**Problem details:** Each record, minus any picture, should be returned exactly as written.

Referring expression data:

==================================================

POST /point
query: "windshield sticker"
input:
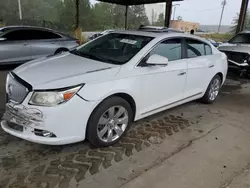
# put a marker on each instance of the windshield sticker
(128, 41)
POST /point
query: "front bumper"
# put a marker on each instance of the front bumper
(66, 122)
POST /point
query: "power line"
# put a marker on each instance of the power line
(211, 9)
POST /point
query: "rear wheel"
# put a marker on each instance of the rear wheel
(109, 122)
(212, 90)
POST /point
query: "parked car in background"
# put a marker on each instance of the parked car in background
(19, 44)
(99, 89)
(158, 29)
(100, 34)
(213, 42)
(238, 52)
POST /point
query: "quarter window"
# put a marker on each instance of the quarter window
(208, 49)
(195, 48)
(169, 48)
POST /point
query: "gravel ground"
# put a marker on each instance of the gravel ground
(25, 164)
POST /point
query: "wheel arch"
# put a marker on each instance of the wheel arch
(221, 76)
(125, 96)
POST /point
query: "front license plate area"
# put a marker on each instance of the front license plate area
(15, 126)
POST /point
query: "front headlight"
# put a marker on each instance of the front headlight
(53, 98)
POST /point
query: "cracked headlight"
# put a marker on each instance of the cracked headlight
(53, 97)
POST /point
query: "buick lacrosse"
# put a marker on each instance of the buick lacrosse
(96, 91)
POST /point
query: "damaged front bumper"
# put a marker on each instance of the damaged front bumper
(63, 124)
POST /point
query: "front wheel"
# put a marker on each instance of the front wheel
(212, 90)
(109, 122)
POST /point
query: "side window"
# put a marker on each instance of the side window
(169, 48)
(208, 49)
(195, 48)
(37, 34)
(16, 35)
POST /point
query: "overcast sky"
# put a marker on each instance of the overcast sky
(206, 12)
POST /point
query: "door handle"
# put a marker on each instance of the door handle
(182, 73)
(211, 66)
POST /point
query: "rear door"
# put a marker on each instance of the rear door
(201, 67)
(15, 48)
(164, 85)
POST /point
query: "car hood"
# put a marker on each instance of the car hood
(245, 48)
(64, 70)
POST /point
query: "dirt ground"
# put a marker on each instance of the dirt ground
(25, 164)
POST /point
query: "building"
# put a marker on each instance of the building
(184, 26)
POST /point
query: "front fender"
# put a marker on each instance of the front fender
(102, 90)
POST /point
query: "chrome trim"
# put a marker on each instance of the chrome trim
(171, 103)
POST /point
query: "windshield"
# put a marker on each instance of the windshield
(113, 48)
(242, 38)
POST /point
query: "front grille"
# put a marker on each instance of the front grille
(238, 57)
(15, 90)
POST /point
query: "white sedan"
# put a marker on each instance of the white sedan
(99, 89)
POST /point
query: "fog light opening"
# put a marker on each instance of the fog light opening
(44, 133)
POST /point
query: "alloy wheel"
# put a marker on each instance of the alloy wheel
(112, 124)
(214, 89)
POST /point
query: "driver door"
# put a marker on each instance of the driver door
(164, 85)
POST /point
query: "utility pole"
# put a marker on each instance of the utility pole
(20, 10)
(174, 10)
(223, 3)
(242, 16)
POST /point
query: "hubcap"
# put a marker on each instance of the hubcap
(112, 124)
(214, 89)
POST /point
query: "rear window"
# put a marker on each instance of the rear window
(242, 38)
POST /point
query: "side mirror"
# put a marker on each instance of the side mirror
(157, 60)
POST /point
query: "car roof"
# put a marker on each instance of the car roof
(245, 32)
(158, 29)
(14, 27)
(160, 34)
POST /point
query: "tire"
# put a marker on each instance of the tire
(60, 50)
(207, 98)
(103, 122)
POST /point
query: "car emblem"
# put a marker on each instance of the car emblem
(10, 89)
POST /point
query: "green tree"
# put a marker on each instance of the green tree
(236, 20)
(160, 20)
(137, 16)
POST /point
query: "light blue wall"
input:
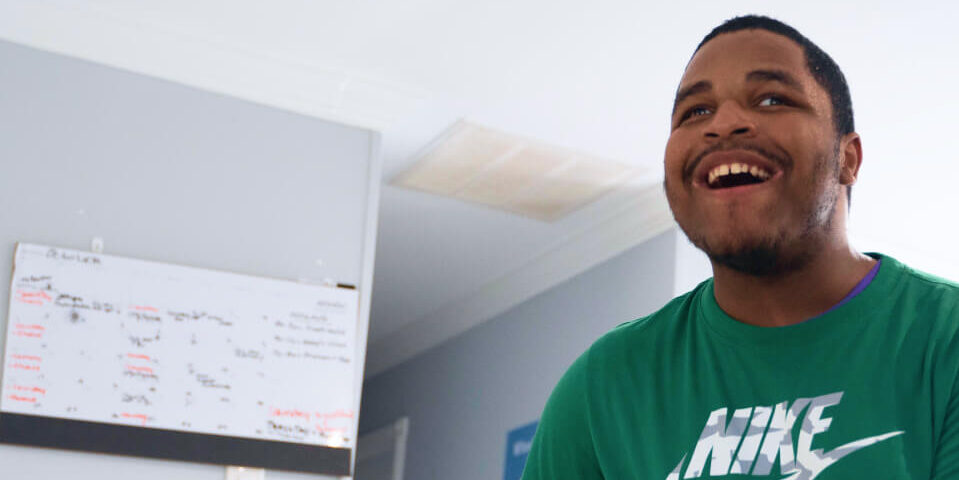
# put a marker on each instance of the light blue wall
(165, 172)
(463, 396)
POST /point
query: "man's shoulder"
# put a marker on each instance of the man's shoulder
(924, 288)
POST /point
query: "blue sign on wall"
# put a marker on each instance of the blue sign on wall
(518, 442)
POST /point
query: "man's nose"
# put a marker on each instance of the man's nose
(730, 120)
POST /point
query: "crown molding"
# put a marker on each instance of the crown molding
(83, 30)
(644, 216)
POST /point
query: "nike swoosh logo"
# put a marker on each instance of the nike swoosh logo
(813, 463)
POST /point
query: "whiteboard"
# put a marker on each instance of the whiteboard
(113, 340)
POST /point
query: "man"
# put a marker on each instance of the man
(801, 358)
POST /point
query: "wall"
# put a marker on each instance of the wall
(463, 396)
(170, 173)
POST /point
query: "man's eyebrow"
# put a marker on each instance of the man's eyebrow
(774, 76)
(686, 92)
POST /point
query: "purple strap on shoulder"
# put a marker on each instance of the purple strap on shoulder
(859, 287)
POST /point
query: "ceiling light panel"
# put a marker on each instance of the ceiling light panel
(480, 165)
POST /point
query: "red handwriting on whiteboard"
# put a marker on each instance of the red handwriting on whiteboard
(291, 413)
(23, 366)
(334, 422)
(18, 398)
(32, 298)
(136, 416)
(134, 368)
(31, 358)
(32, 331)
(22, 388)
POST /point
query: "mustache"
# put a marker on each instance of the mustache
(782, 159)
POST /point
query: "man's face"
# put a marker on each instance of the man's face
(752, 160)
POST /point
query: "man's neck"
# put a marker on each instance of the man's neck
(793, 297)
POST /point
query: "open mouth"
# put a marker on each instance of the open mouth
(730, 175)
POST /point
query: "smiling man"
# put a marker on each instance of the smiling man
(801, 358)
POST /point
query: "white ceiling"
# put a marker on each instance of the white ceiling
(594, 77)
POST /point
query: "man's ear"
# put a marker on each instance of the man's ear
(850, 157)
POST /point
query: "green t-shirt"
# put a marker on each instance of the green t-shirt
(865, 391)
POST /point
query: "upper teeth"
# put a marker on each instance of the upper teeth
(729, 168)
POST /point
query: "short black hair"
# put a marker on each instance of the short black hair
(822, 67)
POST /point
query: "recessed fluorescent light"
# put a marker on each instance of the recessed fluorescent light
(481, 165)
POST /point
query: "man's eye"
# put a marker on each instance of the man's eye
(771, 101)
(696, 112)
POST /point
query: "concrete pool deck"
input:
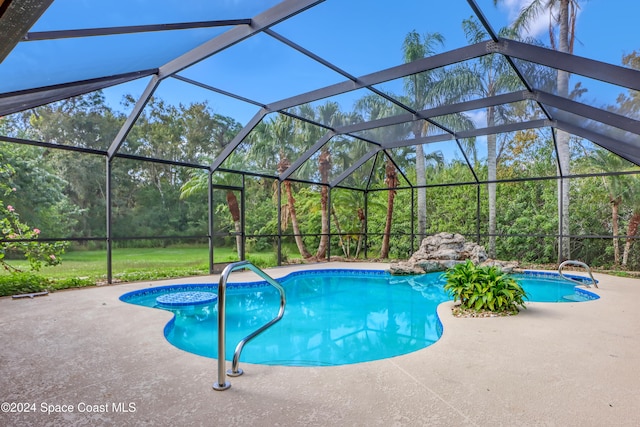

==================================================

**Solution below:**
POST /point
query: "windshield sticker"
input:
# put a marker on each instance of the windshield sticker
(128, 41)
POST /point
query: "front bumper"
# put a marker on each instance of the front bumper
(66, 122)
POST /point
query: "power line"
# put a marker on each instance of the power line
(211, 9)
POST /point
query: "rear wheel"
# put a marker on each instance of the rear wheel
(109, 122)
(212, 90)
POST /point
query: "parked car in background"
# put a marker on each instance of the parked car in background
(19, 44)
(99, 89)
(158, 29)
(100, 34)
(213, 42)
(238, 52)
POST /point
query: "quarter window"
# put a marker on each instance of the quarter window
(208, 49)
(195, 48)
(169, 48)
POST /point
query: "gravel ground"
# put a marker on each instance of the gravel ground
(25, 164)
POST /point
query: "wheel arch"
# put a marker on each instance of the wheel arch
(221, 76)
(125, 96)
POST /point
query: "front license plate area"
# put a marker on each instance of the front license plate area
(15, 126)
POST /point
query: "front headlight"
# put a marker on each instance of the front headlight
(53, 98)
POST /point
query: "cracked headlight"
# put a marker on each instance of the cracked headlight
(53, 97)
POST /point
query: "buick lacrosse"
# put a marker on each instance of the buick lacrosse
(96, 91)
POST /point
query: "damaged front bumper"
# put a marker on each instance of the damaged front bumper
(63, 124)
POST /point
query: "front wheel"
# put a marker on each instance of the front wheel
(212, 90)
(109, 122)
POST /point
query: "side window"
# put a marker on each instance of the side window
(169, 48)
(208, 49)
(195, 48)
(37, 34)
(16, 35)
POST /point
query: "overcast sky"
# put a marker on each instance of the overcast sky
(206, 12)
POST /point
query: "door handle"
# put a marker on each instance of the door handle
(182, 73)
(211, 66)
POST /point
query: "rear door"
# put a marker on each instance of the rear door
(201, 67)
(15, 48)
(164, 85)
POST /point
query: "car hood"
# put a marker on each instance of the car hood
(245, 48)
(64, 70)
POST /point
query: "dirt ground"
# put a marker on each instance of the dirt ground
(25, 164)
POST /point
query: "building"
# put a marker on each instance of the building
(184, 26)
POST /point
query: "front fender"
# put a marker on each instance of the front fender
(102, 90)
POST /point
query: "chrome trim"
# put a marker on each instance of the chrome trim
(171, 103)
POST /point
query: "windshield"
# put a marker on each instance of the windshield
(113, 48)
(242, 38)
POST /point
query: "front grille"
# put a marker on each instance of the front grille
(238, 57)
(15, 90)
POST /point
query: "white sedan"
# put a marker on each instance of the white sedan
(99, 89)
POST /point
query: "fog light opening"
# put a marker on each instance of the fog light opening
(44, 133)
POST /point
query: "alloy wheel"
# put a marker on each instance of the alloy wheel
(112, 124)
(214, 89)
POST /point
query: "driver door"
# put a marker on each instance of the driver door
(164, 85)
POST /point
query: "utility pole"
# put a marker on each instance of the utility pole
(20, 10)
(174, 10)
(223, 3)
(242, 16)
POST /point
query: "hubcap"
# put a marker on each instance of the hubcap
(112, 124)
(214, 89)
POST /point
query: "rear window"
# put a marker on each instance of the rear window
(242, 38)
POST /point
query: "side mirror"
# put a marker on each instance of the side mirror
(157, 60)
POST /point
query: "car roof"
# put a marker on each instance of the car roof
(245, 32)
(158, 29)
(14, 27)
(160, 34)
POST /point
query: "tire"
# put a marker on each instance of the tire
(60, 50)
(207, 98)
(103, 122)
POST /point
query: "car emblem"
# put a marker on each instance of the car emblem
(10, 89)
POST /point
query: "green tree"
# put a marker on each instance of the green tree
(236, 20)
(160, 20)
(137, 16)
POST /point
query: "light blue wall"
input:
# put a marker on each instance of the light blue wall
(165, 172)
(463, 396)
POST /point
query: "man's shoulder"
# put a marker on each instance of the man's shoulder
(924, 288)
POST /point
query: "blue sign on wall"
# put a marker on each instance of the blue sign on wall
(518, 442)
POST /point
query: "man's nose"
# put a marker on each instance of the man's nose
(730, 120)
POST /point
query: "crown molding"
# put a marker on each instance of the crown molding
(83, 30)
(644, 216)
POST /point
query: "nike swoosh logo"
# put a marker on each instance of the nike swoosh logo
(813, 463)
POST /point
query: "whiteboard"
# put a marker on each instance of the whiteboard
(113, 340)
POST /point
query: "man"
# put a marker on each instance of the man
(801, 358)
POST /point
query: "wall"
# put a marker on each instance of the wall
(463, 396)
(170, 173)
POST /point
query: "man's eyebrow"
# put a marker on each instance of the man's eyebrow
(774, 76)
(686, 92)
POST /point
query: "purple strap on shoulder"
# put a marker on each instance of the purple strap on shoulder
(859, 287)
POST /point
query: "ceiling light panel"
# put a marker on each instance of the ceiling light panel
(480, 165)
POST /point
query: "red handwriting on whiteboard"
# put a marker on each instance of the red handwriting on whiteboard
(291, 413)
(23, 366)
(334, 422)
(18, 398)
(32, 298)
(136, 416)
(134, 368)
(31, 358)
(32, 331)
(22, 388)
POST /point
query: "mustache"
# put a marker on each instance of the mustache
(782, 159)
POST /point
query: "man's face"
# put a marker on each instance of the man's face
(752, 160)
POST /point
query: "man's neck"
# put a marker on each instance of the man's neck
(793, 297)
POST /point
query: "open mouth"
# put a marker on each instance of the open mouth
(730, 175)
POST /point
query: "smiling man"
# put a marker on each instance of the smiling man
(801, 358)
POST /point
query: "white ceiling"
# put a marker on each instance of the white ceiling
(594, 77)
POST /point
query: "man's ear"
# put a marker on each instance of the man's ear
(850, 157)
POST /point
query: "green t-shirt"
# put a marker on each instance of the green t-shirt
(865, 391)
POST /point
query: "upper teeth"
# put a marker on each instance of the upper teeth
(729, 168)
POST /point
query: "short black hair"
# put a marker on each instance of the short black hair
(822, 67)
POST /point
query: "recessed fluorescent light"
# put a marker on each instance of the recessed fluorescent light
(481, 165)
POST /point
query: "man's eye"
# put a marker on each instance of the man's eye
(771, 101)
(696, 112)
POST /point
query: "concrete pool deck"
input:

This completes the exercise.